▶ **Texte extrait**

((

Goma-Bukavu : l’étau se renferme sur Mercy Corps

Quand l’ONG britannique fait sa com, dans les chefs-lieux des deux provinces du Kivu, on rit sous cap. La vérité est qu’elle est mise sous pression par les autorités provinciales mais aussi par la population, depuis que le reportage de Business et Finances publié en février dernier sur la ville de Goma a révélé le pot aux roses. Épilogue d’une enquête menée à Goma et Kinshasa.

JEUDI 2 avril. Mercy Corps/RDC publie un communiqué. L’ONG britannique fait savoir que le réservoir d’eau de Nyantende dans la ville de Bukavu, chef-lieu de la province du Sud-Kivu, est désormais connecté au réseau de Panzi, afin de permettre à une partie de cette localité d’avoir accès à l’eau potable. Et dans le même communiqué, elle souligne qu’à Goma, le chef-lieu de la province du Nord-Kivu, environ 300 000 personnes ont accès à l’eau potable grâce à 53 bornes fontaines construites en 2014, dans le cadre du programme I-Wash (Improved Water Hygiene and Sanitation).

))

▶ **Consignes**
[a] Recopiez à l'identique les lignes des enregistrements, du tout début jusqu'à la ligne contenant "[588,841,717,980]", cette dernière comprise.
[b] Continuez l'article sur Mercy Corps au Kivu à la suite de sa dernière phrase.

Enregistrements d'étiquetage de régions:
((

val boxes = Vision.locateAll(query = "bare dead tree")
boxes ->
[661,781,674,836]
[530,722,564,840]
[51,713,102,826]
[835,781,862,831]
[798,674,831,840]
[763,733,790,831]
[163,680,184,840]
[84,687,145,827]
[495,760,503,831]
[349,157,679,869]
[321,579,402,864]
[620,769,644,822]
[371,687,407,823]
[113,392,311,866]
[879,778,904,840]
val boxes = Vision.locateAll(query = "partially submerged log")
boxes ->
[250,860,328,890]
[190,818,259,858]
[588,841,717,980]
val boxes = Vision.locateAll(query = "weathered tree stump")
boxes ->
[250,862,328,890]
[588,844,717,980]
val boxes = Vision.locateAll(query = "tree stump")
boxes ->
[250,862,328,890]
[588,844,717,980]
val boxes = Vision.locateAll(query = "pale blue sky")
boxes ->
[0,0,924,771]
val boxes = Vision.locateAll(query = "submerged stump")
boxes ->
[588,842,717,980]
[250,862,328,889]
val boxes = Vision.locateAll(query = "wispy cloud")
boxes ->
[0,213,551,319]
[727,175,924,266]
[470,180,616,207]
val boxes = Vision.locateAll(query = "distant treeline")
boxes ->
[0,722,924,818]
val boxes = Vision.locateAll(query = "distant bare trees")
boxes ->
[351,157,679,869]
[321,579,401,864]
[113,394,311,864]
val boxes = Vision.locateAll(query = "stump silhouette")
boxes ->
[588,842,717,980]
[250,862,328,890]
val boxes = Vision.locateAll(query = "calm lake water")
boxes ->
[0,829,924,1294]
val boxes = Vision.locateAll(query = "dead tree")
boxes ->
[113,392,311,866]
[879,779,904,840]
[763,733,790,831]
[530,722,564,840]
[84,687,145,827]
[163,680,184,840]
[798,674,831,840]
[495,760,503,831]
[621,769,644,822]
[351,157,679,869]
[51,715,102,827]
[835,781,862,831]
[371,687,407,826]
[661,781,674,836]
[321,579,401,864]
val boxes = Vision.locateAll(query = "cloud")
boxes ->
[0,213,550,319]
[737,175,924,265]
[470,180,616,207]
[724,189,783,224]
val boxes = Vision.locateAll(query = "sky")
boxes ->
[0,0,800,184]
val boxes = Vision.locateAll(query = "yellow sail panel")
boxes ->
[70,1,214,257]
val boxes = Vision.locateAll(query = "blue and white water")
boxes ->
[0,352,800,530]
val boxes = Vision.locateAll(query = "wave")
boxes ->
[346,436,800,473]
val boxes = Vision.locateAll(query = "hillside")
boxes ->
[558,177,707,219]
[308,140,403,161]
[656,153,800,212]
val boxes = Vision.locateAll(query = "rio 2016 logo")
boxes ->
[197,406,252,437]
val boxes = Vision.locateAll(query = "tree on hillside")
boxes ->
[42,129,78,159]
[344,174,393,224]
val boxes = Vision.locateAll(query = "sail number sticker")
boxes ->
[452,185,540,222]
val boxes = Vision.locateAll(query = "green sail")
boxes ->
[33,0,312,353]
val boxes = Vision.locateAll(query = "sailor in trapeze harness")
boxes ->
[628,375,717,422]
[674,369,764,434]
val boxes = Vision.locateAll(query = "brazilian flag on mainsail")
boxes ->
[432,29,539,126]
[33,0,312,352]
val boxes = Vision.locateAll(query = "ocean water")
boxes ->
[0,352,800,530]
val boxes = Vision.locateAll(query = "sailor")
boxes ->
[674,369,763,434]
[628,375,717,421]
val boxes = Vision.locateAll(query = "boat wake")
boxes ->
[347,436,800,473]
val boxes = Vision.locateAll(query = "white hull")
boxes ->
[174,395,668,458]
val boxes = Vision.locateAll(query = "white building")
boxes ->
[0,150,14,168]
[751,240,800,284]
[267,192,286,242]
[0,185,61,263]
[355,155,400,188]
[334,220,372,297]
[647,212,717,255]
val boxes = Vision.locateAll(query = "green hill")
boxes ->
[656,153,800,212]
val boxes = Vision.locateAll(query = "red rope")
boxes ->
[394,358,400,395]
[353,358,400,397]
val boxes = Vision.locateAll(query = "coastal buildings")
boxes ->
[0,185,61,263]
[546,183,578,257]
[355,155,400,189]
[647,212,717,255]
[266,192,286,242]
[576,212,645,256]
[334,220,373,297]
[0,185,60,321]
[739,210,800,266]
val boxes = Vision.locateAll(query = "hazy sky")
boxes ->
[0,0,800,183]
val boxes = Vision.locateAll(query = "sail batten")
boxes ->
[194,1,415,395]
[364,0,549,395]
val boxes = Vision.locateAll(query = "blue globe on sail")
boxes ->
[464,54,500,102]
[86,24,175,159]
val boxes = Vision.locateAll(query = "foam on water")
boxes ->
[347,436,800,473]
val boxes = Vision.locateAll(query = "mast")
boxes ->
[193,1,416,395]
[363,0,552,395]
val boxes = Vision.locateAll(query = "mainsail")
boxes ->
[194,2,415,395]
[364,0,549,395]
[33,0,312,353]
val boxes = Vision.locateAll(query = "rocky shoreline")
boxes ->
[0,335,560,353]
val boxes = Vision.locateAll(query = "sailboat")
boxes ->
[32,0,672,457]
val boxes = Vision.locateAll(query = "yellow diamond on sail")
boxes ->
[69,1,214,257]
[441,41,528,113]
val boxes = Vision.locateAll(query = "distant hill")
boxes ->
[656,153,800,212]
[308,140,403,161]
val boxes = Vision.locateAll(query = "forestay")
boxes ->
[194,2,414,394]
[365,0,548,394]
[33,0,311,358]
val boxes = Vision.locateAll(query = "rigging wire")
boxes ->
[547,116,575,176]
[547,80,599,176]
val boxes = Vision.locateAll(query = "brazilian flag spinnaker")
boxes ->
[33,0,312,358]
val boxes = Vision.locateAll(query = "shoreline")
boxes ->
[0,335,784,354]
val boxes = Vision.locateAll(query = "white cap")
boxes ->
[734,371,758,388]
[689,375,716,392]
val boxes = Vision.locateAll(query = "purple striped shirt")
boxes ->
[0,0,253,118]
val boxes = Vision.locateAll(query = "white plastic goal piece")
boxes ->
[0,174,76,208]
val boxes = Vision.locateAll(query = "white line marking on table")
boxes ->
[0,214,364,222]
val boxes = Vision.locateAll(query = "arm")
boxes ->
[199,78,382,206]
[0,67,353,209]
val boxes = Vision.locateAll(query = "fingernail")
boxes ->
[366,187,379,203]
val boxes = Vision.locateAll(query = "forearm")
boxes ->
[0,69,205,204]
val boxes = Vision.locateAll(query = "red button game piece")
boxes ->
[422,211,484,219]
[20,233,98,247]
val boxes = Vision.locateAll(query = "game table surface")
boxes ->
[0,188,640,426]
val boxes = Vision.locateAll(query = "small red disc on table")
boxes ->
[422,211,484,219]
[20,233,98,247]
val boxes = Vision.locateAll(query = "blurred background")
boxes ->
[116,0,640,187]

))

▶ **Réponses par consigne**
[a]
val boxes = Vision.locateAll(query = "bare dead tree")
boxes ->
[661,781,674,836]
[530,722,564,840]
[51,713,102,826]
[835,781,862,831]
[798,674,831,840]
[763,733,790,831]
[163,680,184,840]
[84,687,145,827]
[495,760,503,831]
[349,157,679,869]
[321,579,402,864]
[620,769,644,822]
[371,687,407,823]
[113,392,311,866]
[879,778,904,840]
val boxes = Vision.locateAll(query = "partially submerged log")
boxes ->
[250,860,328,890]
[190,818,259,858]
[588,841,717,980]

[b]
Attaques en règle

Naturellement, Whitney Elmer, la directrice pays de Mercy Corps, ne peut qu’être satisfaite, comme le souligne le même communiqué. Fière de « l’impact positif que le programme Imagine (opérationnel à Bukavu et Goma, financé à hauteur de 36 millions de dollars par la coopération britannique DFID) a déjà fait sur la vie des membres des communautés de Majengo, Magunga Nord, Katoyi, Kasika et du groupement de Munigi en ville de Goma ». Et de poursuivre : « Avec une réduction de temps de collecte de l’eau 35 % depuis 2018 pour les consommateurs et un prix réduit de 35 % par rapport au marché informel, cette approche contribue au développement durable de la République démocratique du Congo. » 

À Goma tout comme à Bukavu, les gens pensent que Mercy Corps cherche à se justifier des accusations. Depuis notre reportage sur la ville de Goma en février dernier, notamment sur la gestion de l’eau par Mercy Corps dans le cadre de son partenariat avec la REGIDESO, des voix s’élèvent pour exiger des comptes à Mercy Corps/RDC. Et parmi ces voix, celle, pas de moindre, de Jean-Paul Lumbulumbu Mutanava Musavuli. Député provincial, vice-président à l’Assemblée provinciale du Nord-Kivu, il veut voir clair à propos de « plus de 64 millions de dollars destinés à la construction des bornes fontaines à Goma ».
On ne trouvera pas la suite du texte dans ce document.